Document extract -
>>>>>
Sunday, November 10, 2013

Marred

I believe that without really needing to be told, most children catch hold of the idea that boys and girls are different on purpose. At least I did. I knew that, except for Jesus’ case, it takes a mommy and a daddy to make a baby. And though most children don’t understand the exact how, they do have a very vague idea. It’s innate. After all, shouldn’t the simplest of all needs for humanity’s survival come instinctually? I suppose that’s a rather brash way of putting it, but it is as simple as that from what I know.
            As a little girl, I knew my brother and I were not the same. I was a girl, he was a boy. God made us that way. In fact, I knew that girls were supposed to fall in love with boys. No one told me. My first crush was on a boy in my first grade class.
            Maybe it was just perchance that my so innocent perception of something God created to be beautiful became skewed, but either way, it did.
            I often wondered if I was the only girl in the church to have her view of sex become so horribly marred, but as I’ve grown, I know I’m not alone.
            When I was in fourth grade, I really loved horses and began to take lessons. Over the summer, one of my best friends and I went to a summer day camp for horseback riding. We loved it. But at the end of the camp, while we were waiting to go home, we were left unattended with the foals. When the camp director noticed us, she pulled us back to be with her. However, she was breeding her horses that day and by the time it dawned on her that we were just nine-year-olds, we’d already seen enough.
<<<<<
Collected material -
>>>>>
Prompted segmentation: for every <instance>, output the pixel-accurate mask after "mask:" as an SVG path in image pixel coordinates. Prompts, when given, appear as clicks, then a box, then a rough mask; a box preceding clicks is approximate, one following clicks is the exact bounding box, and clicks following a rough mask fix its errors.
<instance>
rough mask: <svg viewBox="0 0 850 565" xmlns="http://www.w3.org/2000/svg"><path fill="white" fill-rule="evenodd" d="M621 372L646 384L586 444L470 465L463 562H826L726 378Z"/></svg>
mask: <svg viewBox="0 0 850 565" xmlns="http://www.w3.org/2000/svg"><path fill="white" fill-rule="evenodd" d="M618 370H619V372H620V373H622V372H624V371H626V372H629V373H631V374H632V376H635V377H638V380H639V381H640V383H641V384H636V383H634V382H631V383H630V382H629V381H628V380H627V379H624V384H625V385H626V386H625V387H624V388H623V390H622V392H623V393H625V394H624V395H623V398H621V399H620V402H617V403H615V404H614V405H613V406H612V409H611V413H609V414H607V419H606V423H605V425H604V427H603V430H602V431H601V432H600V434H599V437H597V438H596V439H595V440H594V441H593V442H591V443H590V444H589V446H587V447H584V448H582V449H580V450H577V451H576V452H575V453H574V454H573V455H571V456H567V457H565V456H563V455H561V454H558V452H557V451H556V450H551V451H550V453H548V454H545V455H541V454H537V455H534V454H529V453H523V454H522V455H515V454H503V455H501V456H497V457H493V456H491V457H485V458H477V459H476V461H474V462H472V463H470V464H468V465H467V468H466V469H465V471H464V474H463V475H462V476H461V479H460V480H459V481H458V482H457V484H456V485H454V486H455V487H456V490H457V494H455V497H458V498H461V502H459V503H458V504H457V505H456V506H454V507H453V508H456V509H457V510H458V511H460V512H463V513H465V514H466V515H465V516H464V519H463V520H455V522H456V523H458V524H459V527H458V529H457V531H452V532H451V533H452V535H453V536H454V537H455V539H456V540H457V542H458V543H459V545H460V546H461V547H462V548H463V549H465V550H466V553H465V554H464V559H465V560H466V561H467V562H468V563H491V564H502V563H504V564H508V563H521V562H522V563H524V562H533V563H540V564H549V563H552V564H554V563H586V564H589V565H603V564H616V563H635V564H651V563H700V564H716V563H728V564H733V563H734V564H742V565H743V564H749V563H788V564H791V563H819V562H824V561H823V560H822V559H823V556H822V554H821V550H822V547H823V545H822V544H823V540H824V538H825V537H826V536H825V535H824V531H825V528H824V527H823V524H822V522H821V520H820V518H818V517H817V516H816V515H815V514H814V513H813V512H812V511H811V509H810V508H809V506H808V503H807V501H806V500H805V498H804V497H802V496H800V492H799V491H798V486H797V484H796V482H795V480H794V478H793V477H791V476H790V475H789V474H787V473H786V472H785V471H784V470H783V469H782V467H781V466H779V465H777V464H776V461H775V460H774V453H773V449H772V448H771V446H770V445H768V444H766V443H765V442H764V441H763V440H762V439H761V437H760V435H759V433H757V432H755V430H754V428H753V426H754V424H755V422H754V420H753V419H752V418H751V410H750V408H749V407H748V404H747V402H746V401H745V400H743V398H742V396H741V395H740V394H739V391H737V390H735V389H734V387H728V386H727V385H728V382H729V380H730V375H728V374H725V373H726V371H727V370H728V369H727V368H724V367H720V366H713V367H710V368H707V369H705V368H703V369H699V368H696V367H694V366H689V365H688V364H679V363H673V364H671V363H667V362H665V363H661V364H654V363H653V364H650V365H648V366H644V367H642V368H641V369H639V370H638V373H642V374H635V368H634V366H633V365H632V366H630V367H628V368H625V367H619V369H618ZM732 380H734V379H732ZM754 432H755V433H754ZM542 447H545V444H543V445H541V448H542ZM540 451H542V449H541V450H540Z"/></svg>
<<<<<
Answer these from the post titled "Marred":
(a) Who was the writer's first crush?
(b) What kind of summer camp did the writer attend with one of her best friends?
(c) What was the camp director doing with her horses on the day the girls were left with the foals?

Reply to the exercise -
(a) A boy in her first grade class.
(b) A summer day camp for horseback riding.
(c) She was breeding them.